**原文抜粋**.
+++++
The Modelは、マーケティング、インサイドセールス、フィールドセールス、カスタマーサクセスの4部門を分業化し、顧客接点ごとに最適な対応を行うことで、組織として一貫した営業活動を可能にするモデルです。この記事では、The Modelの基本構造から各部門の役割、KPI設計、導入の課題までをわかりやすく解説し、BtoBビジネスにおける営業組織改革のヒントをお届けします。
1. The Model(ザ・モデル)とは
The Model(ザ・モデル)とは、マーケティングから営業、カスタマーサクセスに至るまでの一連のプロセスを分業化し、部門横断で顧客の成功を支援する営業プロセスモデルを指します。もともとは米国のSaaS企業を中心に広まり、日本国内でも多くのBtoB企業が導入を進めています。
このモデルの本質は、営業の属人化を排し、各フェーズにおける最適な対応を組織的に実現する点にあります。マーケティングがリードを創出し、インサイドセールスが育成、フィールドセールスが受注を担い、カスタマーサクセスが継続利用を支援する。こうした流れが連携することで、営業活動全体の効率化と成果の最大化が期待できます。
また、The Modelは顧客の購買行動が複雑化・長期化する中で、情報提供の精度とタイミングを重視したプロセス設計が求められる現代において、極めて合理的な考え方とされています。単なる分業ではなく、「共業」すなわち部門間のシームレスな連携を前提に、顧客に一貫した価値を提供する仕組みとして機能する点が、The Modelの強みです。
+++++
**項目一覧**.
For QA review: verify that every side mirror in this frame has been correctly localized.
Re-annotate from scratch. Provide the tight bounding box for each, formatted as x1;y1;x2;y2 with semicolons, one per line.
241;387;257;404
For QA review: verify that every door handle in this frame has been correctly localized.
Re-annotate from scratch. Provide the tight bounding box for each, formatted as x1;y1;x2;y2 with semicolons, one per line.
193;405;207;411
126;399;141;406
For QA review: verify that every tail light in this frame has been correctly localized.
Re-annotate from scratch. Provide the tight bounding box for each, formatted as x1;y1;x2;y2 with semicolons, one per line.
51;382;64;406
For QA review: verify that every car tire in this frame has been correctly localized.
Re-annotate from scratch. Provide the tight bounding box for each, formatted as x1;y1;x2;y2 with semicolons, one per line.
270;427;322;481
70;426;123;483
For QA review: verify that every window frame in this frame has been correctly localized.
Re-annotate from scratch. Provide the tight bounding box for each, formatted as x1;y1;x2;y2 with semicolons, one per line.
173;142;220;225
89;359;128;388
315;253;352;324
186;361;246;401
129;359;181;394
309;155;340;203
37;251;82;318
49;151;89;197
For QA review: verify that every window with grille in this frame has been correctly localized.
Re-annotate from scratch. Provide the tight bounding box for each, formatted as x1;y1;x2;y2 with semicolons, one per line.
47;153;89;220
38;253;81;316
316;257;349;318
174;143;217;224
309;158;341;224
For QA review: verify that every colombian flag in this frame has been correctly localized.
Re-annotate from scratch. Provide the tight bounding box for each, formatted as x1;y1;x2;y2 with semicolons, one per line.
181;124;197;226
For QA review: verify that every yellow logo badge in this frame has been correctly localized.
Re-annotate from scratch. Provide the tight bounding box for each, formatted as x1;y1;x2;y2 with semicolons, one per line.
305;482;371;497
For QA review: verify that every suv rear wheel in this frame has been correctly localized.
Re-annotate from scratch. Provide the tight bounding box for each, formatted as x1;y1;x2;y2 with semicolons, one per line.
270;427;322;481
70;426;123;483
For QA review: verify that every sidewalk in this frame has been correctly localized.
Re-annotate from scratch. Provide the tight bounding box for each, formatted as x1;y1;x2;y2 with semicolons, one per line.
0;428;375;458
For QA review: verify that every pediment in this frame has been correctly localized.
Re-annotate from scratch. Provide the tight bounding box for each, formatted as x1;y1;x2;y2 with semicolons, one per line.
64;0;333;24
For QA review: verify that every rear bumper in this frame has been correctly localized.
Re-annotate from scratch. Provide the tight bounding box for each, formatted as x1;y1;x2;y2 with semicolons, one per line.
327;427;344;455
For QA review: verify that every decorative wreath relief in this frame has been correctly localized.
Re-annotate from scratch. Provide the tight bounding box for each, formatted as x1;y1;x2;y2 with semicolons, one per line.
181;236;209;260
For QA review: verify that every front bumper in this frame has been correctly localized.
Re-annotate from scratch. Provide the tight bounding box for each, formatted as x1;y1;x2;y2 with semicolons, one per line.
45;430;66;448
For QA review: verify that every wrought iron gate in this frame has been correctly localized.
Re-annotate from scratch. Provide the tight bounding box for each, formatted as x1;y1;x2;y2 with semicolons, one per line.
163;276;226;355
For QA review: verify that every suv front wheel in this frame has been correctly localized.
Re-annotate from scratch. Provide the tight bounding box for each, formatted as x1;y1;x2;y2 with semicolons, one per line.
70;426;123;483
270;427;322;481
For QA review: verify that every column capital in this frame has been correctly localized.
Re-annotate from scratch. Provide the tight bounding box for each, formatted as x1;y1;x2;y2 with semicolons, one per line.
+++++
**記述課題**.
1. 次の(a)〜(c)は原文抜粋の内容と一致しますか。それぞれ「はい」か「いいえ」で答え、判断の決め手となる原文の語句をそのまま引用してください。
(a) The Modelは、マーケティング、インサイドセールス、フィールドセールス、カスタマーサクセスの4部門を分業化する。
(b) The Modelは、もともと欧州の製造業を中心に広まった。
(c) The Modelでは、インサイドセールスが受注を担う。
2. 原文抜粋に基づき、次の問いに短く答えてください。
(a) 日本国内でThe Modelの導入を進めているのは、どのような企業ですか。
(b) このモデルの本質は、どのような点にあるとされていますか。
(c) 「共業」とは、すなわち何のことですか。

**課題の解答**.
1.
(a) はい。「マーケティング、インサイドセールス、フィールドセールス、カスタマーサクセスの4部門を分業化し」
(b) いいえ。「もともとは米国のSaaS企業を中心に広まり」
(c) いいえ。「インサイドセールスが育成、フィールドセールスが受注を担い」

2.
(a) 多くのBtoB企業
(b) 営業の属人化を排し、各フェーズにおける最適な対応を組織的に実現する点
(c) 部門間のシームレスな連携